→ TASK TO CARRY OUT
How many lines in the items below contain the string "armchair"? Treat uppercase and lowercase as different, and reply with the number alone.

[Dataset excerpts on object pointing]
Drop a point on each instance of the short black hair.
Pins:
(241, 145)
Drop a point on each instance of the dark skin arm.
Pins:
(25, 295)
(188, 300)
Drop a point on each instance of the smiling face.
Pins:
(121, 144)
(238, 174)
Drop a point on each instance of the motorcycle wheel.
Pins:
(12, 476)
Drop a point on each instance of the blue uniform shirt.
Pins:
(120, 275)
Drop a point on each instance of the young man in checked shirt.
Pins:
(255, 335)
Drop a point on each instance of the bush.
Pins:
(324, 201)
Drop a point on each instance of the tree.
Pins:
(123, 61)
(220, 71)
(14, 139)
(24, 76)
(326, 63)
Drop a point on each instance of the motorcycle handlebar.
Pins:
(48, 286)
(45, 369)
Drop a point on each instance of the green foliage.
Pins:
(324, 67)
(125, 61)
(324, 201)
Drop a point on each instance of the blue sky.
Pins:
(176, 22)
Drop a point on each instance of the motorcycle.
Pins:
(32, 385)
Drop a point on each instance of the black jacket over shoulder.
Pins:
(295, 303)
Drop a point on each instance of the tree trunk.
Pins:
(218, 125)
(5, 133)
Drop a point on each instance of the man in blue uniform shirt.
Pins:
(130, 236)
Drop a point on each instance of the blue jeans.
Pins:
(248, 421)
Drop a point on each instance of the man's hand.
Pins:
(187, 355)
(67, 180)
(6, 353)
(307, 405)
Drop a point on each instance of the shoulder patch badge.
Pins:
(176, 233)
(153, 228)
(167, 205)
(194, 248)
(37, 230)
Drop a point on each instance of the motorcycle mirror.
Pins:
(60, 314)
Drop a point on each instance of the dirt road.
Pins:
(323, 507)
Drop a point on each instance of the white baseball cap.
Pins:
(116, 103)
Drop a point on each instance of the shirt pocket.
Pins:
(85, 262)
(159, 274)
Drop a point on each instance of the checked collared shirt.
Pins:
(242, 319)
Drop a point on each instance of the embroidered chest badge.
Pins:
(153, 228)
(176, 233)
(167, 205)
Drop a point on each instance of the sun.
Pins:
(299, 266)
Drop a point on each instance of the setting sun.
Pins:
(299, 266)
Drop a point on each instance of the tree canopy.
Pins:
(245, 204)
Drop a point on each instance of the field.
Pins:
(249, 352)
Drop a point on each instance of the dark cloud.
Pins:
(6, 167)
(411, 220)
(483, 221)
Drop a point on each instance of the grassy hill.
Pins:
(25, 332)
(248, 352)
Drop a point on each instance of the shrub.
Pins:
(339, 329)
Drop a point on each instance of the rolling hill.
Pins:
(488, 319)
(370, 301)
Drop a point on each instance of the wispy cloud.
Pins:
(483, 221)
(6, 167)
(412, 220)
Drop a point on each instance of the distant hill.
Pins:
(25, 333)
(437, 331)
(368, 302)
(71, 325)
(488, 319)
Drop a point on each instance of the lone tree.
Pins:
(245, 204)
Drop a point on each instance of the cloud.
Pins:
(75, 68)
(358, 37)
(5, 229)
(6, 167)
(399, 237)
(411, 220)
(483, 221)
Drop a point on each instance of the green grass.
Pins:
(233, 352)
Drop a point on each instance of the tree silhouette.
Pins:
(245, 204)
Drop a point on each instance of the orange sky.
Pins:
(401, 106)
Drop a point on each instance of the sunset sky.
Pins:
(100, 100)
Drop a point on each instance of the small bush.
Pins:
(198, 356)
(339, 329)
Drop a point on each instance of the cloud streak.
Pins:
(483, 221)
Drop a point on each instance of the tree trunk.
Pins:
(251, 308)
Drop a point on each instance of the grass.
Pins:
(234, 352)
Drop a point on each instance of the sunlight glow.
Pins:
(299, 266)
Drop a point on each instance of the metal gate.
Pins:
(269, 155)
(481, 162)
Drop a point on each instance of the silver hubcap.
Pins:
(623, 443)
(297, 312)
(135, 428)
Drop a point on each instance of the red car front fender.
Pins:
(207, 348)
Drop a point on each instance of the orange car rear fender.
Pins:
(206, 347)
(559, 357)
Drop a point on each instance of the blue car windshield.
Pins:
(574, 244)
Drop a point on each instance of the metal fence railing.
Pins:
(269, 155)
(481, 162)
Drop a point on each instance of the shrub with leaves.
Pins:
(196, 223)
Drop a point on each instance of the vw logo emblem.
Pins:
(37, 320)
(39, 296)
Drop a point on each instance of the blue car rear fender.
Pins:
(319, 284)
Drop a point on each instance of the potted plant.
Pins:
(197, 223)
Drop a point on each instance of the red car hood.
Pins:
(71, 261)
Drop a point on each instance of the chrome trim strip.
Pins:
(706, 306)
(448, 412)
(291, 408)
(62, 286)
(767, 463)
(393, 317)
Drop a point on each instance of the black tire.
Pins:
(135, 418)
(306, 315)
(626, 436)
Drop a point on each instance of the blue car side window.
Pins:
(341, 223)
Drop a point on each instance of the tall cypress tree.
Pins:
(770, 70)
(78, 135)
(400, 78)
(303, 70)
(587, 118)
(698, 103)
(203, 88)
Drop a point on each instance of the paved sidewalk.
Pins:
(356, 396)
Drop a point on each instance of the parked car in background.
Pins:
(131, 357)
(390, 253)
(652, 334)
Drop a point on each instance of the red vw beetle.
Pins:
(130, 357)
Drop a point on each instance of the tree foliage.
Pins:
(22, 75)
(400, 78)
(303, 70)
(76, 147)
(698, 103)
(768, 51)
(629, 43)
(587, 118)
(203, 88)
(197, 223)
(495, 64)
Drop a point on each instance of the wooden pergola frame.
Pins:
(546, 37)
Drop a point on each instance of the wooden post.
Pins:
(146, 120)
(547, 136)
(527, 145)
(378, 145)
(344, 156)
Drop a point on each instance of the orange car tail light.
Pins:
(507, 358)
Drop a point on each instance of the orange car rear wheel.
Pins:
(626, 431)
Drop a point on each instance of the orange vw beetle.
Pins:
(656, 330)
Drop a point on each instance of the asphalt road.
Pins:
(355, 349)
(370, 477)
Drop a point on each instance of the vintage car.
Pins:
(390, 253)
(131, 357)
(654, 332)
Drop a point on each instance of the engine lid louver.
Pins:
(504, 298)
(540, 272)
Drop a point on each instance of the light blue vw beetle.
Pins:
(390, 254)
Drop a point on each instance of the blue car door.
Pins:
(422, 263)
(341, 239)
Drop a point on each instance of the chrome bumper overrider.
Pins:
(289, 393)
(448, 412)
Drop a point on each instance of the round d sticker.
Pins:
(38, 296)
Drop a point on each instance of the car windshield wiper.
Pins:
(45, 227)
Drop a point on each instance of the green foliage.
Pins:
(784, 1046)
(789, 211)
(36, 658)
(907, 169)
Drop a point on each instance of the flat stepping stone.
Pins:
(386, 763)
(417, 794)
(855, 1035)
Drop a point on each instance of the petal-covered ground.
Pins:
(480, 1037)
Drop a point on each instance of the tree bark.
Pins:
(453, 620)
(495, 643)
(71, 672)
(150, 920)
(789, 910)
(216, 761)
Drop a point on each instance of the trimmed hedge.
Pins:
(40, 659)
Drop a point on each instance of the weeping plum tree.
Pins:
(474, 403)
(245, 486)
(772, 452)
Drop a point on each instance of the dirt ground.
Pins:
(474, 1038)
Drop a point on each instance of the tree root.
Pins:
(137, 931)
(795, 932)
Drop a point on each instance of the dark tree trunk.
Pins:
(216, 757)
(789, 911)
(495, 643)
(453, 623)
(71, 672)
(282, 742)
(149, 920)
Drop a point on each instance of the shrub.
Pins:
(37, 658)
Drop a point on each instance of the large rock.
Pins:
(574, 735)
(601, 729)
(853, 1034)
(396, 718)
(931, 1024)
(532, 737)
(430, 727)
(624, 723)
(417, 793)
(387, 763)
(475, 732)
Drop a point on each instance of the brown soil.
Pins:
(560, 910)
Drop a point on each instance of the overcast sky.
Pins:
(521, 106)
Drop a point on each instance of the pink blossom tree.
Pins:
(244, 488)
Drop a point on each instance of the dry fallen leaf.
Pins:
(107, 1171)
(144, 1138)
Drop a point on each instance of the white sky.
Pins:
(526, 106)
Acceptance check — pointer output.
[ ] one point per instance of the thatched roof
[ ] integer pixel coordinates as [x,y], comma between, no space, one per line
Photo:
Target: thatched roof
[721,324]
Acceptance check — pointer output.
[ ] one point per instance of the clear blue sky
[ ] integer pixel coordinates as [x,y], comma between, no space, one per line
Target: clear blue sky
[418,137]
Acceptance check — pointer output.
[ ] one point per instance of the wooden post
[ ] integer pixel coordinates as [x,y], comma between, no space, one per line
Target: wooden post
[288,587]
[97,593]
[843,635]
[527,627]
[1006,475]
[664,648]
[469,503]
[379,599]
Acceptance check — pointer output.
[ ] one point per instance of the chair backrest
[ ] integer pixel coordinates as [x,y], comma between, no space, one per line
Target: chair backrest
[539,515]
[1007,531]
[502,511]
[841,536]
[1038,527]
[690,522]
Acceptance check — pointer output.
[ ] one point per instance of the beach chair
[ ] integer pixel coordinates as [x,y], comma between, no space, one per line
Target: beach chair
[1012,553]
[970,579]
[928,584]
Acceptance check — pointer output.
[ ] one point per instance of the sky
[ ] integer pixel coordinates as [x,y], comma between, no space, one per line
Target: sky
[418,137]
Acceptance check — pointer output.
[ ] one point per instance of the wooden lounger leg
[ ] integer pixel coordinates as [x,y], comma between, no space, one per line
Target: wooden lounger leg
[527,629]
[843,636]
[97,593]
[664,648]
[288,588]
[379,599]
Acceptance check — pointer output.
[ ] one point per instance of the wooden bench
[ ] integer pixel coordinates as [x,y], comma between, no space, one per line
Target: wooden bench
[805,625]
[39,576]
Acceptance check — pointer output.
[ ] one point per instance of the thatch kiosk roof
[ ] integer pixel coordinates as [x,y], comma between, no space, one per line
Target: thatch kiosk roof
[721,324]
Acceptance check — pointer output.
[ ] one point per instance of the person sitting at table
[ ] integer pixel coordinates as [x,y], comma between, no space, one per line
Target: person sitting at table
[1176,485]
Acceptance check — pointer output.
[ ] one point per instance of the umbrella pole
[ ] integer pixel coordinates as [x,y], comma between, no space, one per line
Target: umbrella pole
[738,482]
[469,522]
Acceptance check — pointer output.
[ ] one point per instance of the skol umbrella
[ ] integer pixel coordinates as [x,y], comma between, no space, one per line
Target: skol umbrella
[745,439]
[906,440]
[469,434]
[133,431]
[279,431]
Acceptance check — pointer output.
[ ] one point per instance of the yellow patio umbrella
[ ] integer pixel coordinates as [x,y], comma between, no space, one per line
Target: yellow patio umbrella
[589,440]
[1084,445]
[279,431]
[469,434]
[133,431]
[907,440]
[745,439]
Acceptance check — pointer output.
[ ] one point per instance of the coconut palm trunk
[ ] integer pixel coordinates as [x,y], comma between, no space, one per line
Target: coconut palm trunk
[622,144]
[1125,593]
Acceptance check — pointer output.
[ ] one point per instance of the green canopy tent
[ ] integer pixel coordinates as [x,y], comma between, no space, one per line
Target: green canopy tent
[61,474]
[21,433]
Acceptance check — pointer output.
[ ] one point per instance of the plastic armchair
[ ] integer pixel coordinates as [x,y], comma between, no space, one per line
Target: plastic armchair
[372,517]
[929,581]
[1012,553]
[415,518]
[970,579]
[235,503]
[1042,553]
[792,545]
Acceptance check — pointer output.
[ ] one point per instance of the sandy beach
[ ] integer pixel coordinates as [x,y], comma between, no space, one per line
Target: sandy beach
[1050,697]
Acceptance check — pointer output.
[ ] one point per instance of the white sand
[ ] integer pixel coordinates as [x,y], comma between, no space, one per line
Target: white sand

→ EXERCISE OUTPUT
2